Given passage:
═══

On 11 May 2022, UEFA named Frenchman Clément Turpin as the referee for the final. Turpin had been a FIFA referee since 2010, and was previously the fourth official in the 2018 UEFA Champions League final, also between Real Madrid and Liverpool. In the previous season he was the referee for the 2021 UEFA Europa League Final between Villarreal and Manchester United. He officiated eight prior matches in the 2021–22 Champions League season, with two matches in qualification, four in the group stage and two knockout fixtures. He served as a referee at the UEFA European Championship in 2016 and 2020, as well as at the 2018 FIFA World Cup in Russia. Turpin also was a video assistant referee at the 2017 FIFA Confederations Cup in Russia (including in the final), the 2017 FIFA Club World Cup in the United Arab Emirates and the 2019 FIFA Women's World Cup in France

Turpin was joined by five of his fellow countrymen, including assistant referees Nicolas Danos and Cyril Gringore. Benoît Bastien served as the fourth official. Jérôme Brisard acted as the video assistant referee (VAR), with Willy Delajod appointed as one of the assistant VAR officials, along with Italian referees Massimiliano Irrati and Filippo Meli.

═══

Supplied records:
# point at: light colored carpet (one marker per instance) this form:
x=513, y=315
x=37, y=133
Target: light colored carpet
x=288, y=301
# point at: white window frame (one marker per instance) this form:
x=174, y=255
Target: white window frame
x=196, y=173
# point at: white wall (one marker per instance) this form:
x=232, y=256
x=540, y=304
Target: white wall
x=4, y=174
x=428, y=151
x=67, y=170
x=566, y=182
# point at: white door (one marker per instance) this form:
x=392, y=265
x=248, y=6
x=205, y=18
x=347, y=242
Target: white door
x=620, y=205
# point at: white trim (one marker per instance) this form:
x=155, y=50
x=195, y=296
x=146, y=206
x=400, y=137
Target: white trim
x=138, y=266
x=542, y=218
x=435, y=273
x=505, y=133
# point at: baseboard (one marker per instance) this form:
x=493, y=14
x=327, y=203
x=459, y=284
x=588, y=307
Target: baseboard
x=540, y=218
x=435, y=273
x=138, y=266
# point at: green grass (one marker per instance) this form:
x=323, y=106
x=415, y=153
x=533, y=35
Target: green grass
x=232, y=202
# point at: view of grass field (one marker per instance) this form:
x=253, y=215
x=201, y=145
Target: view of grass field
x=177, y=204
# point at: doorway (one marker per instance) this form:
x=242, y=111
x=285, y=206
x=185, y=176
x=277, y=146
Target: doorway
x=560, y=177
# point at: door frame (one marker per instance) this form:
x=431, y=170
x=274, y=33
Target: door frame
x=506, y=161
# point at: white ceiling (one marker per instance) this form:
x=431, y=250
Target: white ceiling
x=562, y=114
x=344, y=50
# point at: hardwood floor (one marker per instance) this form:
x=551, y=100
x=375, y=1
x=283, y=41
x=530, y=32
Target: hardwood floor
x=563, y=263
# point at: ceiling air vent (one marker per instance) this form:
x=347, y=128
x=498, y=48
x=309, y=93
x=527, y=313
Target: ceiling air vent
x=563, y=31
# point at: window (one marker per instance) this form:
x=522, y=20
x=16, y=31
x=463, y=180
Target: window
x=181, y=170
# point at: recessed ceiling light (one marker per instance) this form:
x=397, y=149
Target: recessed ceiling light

═══

Exercise: Please reproduce the passage above about the officials for the final, word for word and in full.

Result of this exercise:
On 11 May 2022, UEFA named Frenchman Clément Turpin as the referee for the final. Turpin had been a FIFA referee since 2010, and was previously the fourth official in the 2018 UEFA Champions League final, also between Real Madrid and Liverpool. In the previous season he was the referee for the 2021 UEFA Europa League Final between Villarreal and Manchester United. He officiated eight prior matches in the 2021–22 Champions League season, with two matches in qualification, four in the group stage and two knockout fixtures. He served as a referee at the UEFA European Championship in 2016 and 2020, as well as at the 2018 FIFA World Cup in Russia. Turpin also was a video assistant referee at the 2017 FIFA Confederations Cup in Russia (including in the final), the 2017 FIFA Club World Cup in the United Arab Emirates and the 2019 FIFA Women's World Cup in France

Turpin was joined by five of his fellow countrymen, including assistant referees Nicolas Danos and Cyril Gringore. Benoît Bastien served as the fourth official. Jérôme Brisard acted as the video assistant referee (VAR), with Willy Delajod appointed as one of the assistant VAR officials, along with Italian referees Massimiliano Irrati and Filippo Meli.